▸ Página:
CUARTO DOMINGO DE PASCA
Me voy a Aquel que me ha enviado, y ninguno de vosotros me pregunta: «¿Dónde vas?» Sino que por haberos dicho esto vuestros corazones se han llenado de tristeza. Pero yo os digo la verdad: Os conviene que yo me vaya; porque si no me voy, no vendrá a vosotros el Paráclito; pero si me voy, os lo enviaré. Y cuando él venga, convencerá al mundo en lo referente al pecado, en lo referente a la justicia y en lo referente al juicio. En lo referente al pecado, porque no han creído en mí; en lo referente a la justicia porque me voy al Padre, y ya no me veréis; en lo referente al juicio, porque el Príncipe de este mundo está juzgado. Mucho tengo todavía que deciros, pero ahora no podéis con ello. Cuando venga Él, el Espíritu de la verdad, os enseñará toda la verdad; pues no hablará por su cuenta, sino que hablará lo que oiga, y os anunciará lo que ha de venir. Él me dará gloria, porque recibirá de lo mío y os lo anunciará a vosotros.
Os conviene que yo me vaya. Si yo no me voy, no podrá, venir a vosotros el Consolador.
El Consolador vendrá y completará el triunfo de Cristo en el mundo, en la Iglesia, en las almas.
Convencerá al mundo de que existe un pecado, una justicia y un juicio, y enseñará a la Iglesia y a los fieles toda la verdad.

▸ Enunciado a: Devuelve como lista JSON de cadenas, una por línea y sin líneas en blanco, el tramo de las entradas de abajo que empieza en la línea que contiene "of the wooden" y llega hasta el final de esas entradas.

▸ Datos del ejercicio:

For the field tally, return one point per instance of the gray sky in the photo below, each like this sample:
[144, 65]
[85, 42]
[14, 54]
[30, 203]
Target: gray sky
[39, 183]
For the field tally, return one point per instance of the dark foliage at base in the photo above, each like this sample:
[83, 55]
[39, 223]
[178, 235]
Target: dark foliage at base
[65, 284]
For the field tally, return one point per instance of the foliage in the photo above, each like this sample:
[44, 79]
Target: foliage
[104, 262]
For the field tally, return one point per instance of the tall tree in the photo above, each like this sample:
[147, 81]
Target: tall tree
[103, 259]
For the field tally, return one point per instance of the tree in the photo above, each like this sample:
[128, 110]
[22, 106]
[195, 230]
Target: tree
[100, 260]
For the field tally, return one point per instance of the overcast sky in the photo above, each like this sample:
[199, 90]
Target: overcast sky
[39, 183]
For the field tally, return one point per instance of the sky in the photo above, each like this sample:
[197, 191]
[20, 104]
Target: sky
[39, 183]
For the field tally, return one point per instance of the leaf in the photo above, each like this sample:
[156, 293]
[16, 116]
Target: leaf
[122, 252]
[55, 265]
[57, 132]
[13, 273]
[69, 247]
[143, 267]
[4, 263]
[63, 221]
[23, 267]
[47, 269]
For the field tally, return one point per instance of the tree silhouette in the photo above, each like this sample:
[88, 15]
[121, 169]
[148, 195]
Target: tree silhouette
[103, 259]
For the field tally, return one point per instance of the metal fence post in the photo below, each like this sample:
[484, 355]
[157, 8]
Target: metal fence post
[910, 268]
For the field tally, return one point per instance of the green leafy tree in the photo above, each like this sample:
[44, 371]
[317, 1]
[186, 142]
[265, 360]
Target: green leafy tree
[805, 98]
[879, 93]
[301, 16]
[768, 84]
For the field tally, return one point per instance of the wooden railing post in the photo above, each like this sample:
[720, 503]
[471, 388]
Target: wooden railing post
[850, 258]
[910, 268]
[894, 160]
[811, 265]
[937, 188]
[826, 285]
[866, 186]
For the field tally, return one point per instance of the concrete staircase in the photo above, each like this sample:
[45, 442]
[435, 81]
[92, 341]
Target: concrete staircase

▸ Enunciado b: Enumera los nombres que el texto da a quien será enviado cuando Cristo se vaya.

▸ Respuesta correcta a:
[
  "For the field tally, return one point per instance of the wooden railing post in the photo above, each like this sample:",
  "[720, 503]",
  "[471, 388]",
  "Target: wooden railing post",
  "[850, 258]",
  "[910, 268]",
  "[894, 160]",
  "[811, 265]",
  "[937, 188]",
  "[826, 285]",
  "[866, 186]",
  "For the field tally, return one point per instance of the concrete staircase in the photo above, each like this sample:",
  "[45, 442]",
  "[435, 81]",
  "[92, 341]",
  "Target: concrete staircase"
]

▸ Respuesta correcta b: el Paráclito, el Espíritu de la verdad, el Consolador